▶ **Your task**
List every line in the records below that contains the word "tree", copying each line in full.

▶ **Input**
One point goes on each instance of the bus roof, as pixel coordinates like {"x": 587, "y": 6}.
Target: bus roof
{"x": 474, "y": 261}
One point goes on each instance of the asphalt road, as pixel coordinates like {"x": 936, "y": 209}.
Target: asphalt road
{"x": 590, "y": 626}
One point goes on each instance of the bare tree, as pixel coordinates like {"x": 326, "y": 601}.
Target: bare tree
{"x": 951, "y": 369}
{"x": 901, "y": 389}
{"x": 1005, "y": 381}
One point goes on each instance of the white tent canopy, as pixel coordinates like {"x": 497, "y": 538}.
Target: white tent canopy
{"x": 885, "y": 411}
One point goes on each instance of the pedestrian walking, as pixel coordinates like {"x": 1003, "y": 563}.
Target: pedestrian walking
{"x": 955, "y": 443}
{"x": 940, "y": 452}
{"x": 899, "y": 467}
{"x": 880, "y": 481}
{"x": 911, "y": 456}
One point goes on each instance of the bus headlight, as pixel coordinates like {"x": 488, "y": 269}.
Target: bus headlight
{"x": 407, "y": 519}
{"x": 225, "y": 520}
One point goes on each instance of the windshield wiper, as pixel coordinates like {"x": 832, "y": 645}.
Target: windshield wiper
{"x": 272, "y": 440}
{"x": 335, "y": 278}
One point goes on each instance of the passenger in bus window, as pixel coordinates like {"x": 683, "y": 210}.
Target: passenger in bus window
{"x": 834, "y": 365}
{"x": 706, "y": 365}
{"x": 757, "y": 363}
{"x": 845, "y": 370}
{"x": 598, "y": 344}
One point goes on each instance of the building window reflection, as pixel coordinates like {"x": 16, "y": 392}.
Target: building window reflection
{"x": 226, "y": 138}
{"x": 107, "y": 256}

--

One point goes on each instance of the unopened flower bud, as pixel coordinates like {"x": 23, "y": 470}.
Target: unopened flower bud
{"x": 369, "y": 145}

▶ **Exercise output**
One point goes on each instance of the bare tree, as pixel coordinates like {"x": 326, "y": 601}.
Target: bare tree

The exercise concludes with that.